» QUESTIONS:
**1.** Rewrite the passage on healthy habits from "Feel less stress." up to and including "taking her pulse.", replacing "yoga" with "tai chi".
**2.** Write what comes next in the passage on healthy habits and high blood pressure, starting after its final sentence.

» EXTRACT:
Move your body — be active every day. Walking briskly 30 minutes a day works well for many people. Walking or doing activities with others is safer and more fun. Activities that people do anyway, such as farming and gardening, cleaning, and playing outside with children, are all good ways to keep moving.

Feel less stress. Make yourself feel calmer. Experiment to find what works best for you. Some people calm the body and mind with meditation, yoga, prayer, or other traditions. Others feel better after hard physical work or exercise. It often helps to build a relationship with another person or a group of people you can share your feelings with.

Join with others to help your health and the community’s health. Organize a group to share good ideas and activities that contribute to health. To reduce high blood pressure and heart disease in your community, adapt ideas about Community Action for Diabetes. For example, community gardening or sharing better ways to prepare food can prevent many future cases of heart disease and bring people together in ways that lead to other improvements for the community.

a health worker speaking to a woman while taking her pulse.

Health workers can ask people what they are able to do and why they want to do it, instead of telling them what they should do. Nobody likes to be told what to do all the time.
Tell me more about why you want to do something about your high blood pressure.

» DATA BLOCK:
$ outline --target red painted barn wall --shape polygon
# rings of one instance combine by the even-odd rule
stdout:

» ANSWER SECTION:
**1.**
Feel less stress. Make yourself feel calmer. Experiment to find what works best for you. Some people calm the body and mind with meditation, tai chi, prayer, or other traditions. Others feel better after hard physical work or exercise. It often helps to build a relationship with another person or a group of people you can share your feelings with.

Join with others to help your health and the community’s health. Organize a group to share good ideas and activities that contribute to health. To reduce high blood pressure and heart disease in your community, adapt ideas about Community Action for Diabetes. For example, community gardening or sharing better ways to prepare food can prevent many future cases of heart disease and bring people together in ways that lead to other improvements for the community.

a health worker speaking to a woman while taking her pulse.

**2.**
I’m afraid of getting too sick or dying while the children are young. But changing what we eat is hard. And vegetables are expensive for us.
What changes have you been able to make so far?
Well, now I walk a lot more.

If you have high blood pressure or a heart problem

Finding out you have high blood pressure or another heart problem is worrisome. As with diabetes, you can manage heart and blood pressure problems so they do not lead to ill health or an emergency, and you can feel better. Whether or not you need medicines for your heart problem, you will probably feel better when you move more and change what you eat. This is why some people decide that finding out about their high blood pressure, heart disease, or diabetes—and doing something about it—is like being given a second chance (see the Diabetes chapter).

Adapting to new foods and new situations is easier when everyone in the family helps and makes the same changes too. And it is easier to exercise and move more if you plan something fun to do regularly with family and friends, such as walking together on your errands or dancing. Work with others to reduce stressful situations when possible.

 a woman looking at her plants. a man playing with his children.
I have a small patio where I grow vegetables. I play with my children every evening.
People come up with many creative ways to exercise more and eat healthy food. What will you do?